STATED PROBLEM
Reproduce the Richard Linklater article below word for word, in full.
[START DOCUMENT EXTRACT]
Richard Linklater: RANKED
- 10 hours ago
- 5 min read

Richard Linklater is one of my favorite filmmakers of all time... no question. A true hero of cinema. A guy who never sold out, never moved to Hollywood, never stopped making his kind of movies.
He’s an artist who stayed home in Austin, Texas, where he’s from, and built a career doing things on his own terms. He’s one of the great American directors, a genuine champion of independent film, and a storyteller who somehow manages to make the most everyday moments feel absolutely profound.
Born in Houston in 1960, Linklater grew up playing baseball and football, went to Sam Houston State, dropped out, worked on an oil rig, and started watching films obsessively at repertory cinemas. That’s where the spark hit.
He used his savings to buy a Super 8 camera, moved to Austin, and decided, “Yeah, this is what I’m going to do.” And thank God he did, because what came next changed the shape of American independent film.
In 1985, he co-founded the Austin Film Society (which is still going strong today) to support local filmmakers, teach film history, and build a community around movies. That alone would make him a hero, but then he started directing, and everything really took off.
His first feature, It’s Impossible to Learn to Plow by Reading Books, was basically a one-man experiment (he wrote it, shot it, edited it) and it led directly to Slacker (1991), the film that truly put both him and Austin on the map.
Slacker became a sensation at Sundance, one of those defining indie touchstones that lit the fuse for that incredible early-’90s movement, right there alongside Clerks, El Mariachi, Bottle Rocket, Kids, and all those little miracles that suddenly made it feel like anyone with a vision and a camera could break through.
Slacker was talky, weird, digressive, and utterly alive, it was a movie that didn’t care about plot, just about people. It was revolutionary.
Then came Dazed and Confused (1993), one of the greatest films ever made. Full stop. That movie is high school. It is the 70's. It’s everything about youth, rebellion, and time in one perfect night.
[END DOCUMENT EXTRACT]
[START RECORDS SUPPLIED]
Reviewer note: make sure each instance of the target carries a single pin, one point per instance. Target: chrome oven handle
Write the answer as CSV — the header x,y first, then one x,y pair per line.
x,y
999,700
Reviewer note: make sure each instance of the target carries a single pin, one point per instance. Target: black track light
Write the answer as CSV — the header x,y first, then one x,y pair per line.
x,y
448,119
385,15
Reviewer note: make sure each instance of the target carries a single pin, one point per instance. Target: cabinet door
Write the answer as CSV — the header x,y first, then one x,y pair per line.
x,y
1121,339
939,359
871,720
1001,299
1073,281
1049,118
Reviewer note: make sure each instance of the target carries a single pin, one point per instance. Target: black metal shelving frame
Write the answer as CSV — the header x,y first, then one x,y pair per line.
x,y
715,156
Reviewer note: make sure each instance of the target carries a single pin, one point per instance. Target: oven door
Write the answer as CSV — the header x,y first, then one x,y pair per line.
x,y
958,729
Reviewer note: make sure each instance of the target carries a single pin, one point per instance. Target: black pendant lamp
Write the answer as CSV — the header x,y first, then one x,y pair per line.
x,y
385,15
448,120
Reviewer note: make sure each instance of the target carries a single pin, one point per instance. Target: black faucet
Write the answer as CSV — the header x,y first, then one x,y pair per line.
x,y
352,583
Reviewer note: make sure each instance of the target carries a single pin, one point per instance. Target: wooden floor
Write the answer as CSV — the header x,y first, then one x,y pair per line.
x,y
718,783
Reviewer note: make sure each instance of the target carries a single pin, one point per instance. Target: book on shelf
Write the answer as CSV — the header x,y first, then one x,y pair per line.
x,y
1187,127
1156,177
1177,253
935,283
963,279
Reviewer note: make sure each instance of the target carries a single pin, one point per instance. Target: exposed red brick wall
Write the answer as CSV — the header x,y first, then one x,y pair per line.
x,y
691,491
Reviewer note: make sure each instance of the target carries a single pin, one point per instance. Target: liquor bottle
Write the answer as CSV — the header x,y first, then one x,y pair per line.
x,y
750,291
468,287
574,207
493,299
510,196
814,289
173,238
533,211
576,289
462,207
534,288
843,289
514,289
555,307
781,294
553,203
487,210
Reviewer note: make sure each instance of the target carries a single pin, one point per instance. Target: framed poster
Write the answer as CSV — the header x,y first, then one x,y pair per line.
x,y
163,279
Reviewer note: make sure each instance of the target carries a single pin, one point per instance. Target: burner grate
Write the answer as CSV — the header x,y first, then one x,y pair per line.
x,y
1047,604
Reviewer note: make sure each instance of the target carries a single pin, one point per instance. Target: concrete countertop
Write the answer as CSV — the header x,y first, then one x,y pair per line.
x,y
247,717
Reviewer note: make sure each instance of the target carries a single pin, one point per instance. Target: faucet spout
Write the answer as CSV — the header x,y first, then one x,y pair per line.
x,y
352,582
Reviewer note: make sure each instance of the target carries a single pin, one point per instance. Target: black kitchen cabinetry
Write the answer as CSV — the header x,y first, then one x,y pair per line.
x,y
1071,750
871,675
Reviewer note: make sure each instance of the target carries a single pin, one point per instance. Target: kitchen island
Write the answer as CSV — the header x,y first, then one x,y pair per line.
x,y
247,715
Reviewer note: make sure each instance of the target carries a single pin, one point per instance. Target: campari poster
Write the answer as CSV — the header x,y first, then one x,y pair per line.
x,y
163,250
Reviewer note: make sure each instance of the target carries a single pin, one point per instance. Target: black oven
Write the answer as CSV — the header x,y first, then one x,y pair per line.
[END RECORDS SUPPLIED]
COMPLETE OUTPUT
Richard Linklater: RANKED
- 10 hours ago
- 5 min read

Richard Linklater is one of my favorite filmmakers of all time... no question. A true hero of cinema. A guy who never sold out, never moved to Hollywood, never stopped making his kind of movies.
He’s an artist who stayed home in Austin, Texas, where he’s from, and built a career doing things on his own terms. He’s one of the great American directors, a genuine champion of independent film, and a storyteller who somehow manages to make the most everyday moments feel absolutely profound.
Born in Houston in 1960, Linklater grew up playing baseball and football, went to Sam Houston State, dropped out, worked on an oil rig, and started watching films obsessively at repertory cinemas. That’s where the spark hit.
He used his savings to buy a Super 8 camera, moved to Austin, and decided, “Yeah, this is what I’m going to do.” And thank God he did, because what came next changed the shape of American independent film.
In 1985, he co-founded the Austin Film Society (which is still going strong today) to support local filmmakers, teach film history, and build a community around movies. That alone would make him a hero, but then he started directing, and everything really took off.
His first feature, It’s Impossible to Learn to Plow by Reading Books, was basically a one-man experiment (he wrote it, shot it, edited it) and it led directly to Slacker (1991), the film that truly put both him and Austin on the map.
Slacker became a sensation at Sundance, one of those defining indie touchstones that lit the fuse for that incredible early-’90s movement, right there alongside Clerks, El Mariachi, Bottle Rocket, Kids, and all those little miracles that suddenly made it feel like anyone with a vision and a camera could break through.
Slacker was talky, weird, digressive, and utterly alive, it was a movie that didn’t care about plot, just about people. It was revolutionary.
Then came Dazed and Confused (1993), one of the greatest films ever made. Full stop. That movie is high school. It is the 70's. It’s everything about youth, rebellion, and time in one perfect night.